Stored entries
• • •
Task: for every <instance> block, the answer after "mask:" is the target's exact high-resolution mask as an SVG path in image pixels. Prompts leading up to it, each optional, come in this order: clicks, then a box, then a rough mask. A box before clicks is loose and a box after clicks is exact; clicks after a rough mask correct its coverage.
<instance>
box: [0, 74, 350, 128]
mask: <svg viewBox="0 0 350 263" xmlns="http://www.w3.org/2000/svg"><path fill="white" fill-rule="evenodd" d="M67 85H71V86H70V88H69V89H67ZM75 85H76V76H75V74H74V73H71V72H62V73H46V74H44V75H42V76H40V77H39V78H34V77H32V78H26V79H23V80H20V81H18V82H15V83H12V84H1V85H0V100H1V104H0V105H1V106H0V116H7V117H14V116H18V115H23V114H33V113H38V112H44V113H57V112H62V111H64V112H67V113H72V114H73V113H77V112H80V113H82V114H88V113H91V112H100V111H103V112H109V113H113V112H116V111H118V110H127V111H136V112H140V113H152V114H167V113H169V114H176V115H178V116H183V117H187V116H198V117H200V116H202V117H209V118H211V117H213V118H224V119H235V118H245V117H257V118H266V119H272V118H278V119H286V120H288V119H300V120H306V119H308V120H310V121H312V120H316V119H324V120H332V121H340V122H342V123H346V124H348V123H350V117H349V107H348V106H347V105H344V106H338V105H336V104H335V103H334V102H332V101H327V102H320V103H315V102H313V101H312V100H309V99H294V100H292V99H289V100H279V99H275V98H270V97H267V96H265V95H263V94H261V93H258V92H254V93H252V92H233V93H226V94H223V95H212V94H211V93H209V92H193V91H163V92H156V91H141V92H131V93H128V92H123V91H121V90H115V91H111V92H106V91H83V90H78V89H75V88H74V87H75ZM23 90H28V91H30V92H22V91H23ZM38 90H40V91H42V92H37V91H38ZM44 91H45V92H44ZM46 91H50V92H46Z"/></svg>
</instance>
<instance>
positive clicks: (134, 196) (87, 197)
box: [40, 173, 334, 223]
• • •
Keep to the lines from the one containing "</instance>" to the end of the entries above, and retype them exactly.

</instance>
<instance>
positive clicks: (134, 196) (87, 197)
box: [40, 173, 334, 223]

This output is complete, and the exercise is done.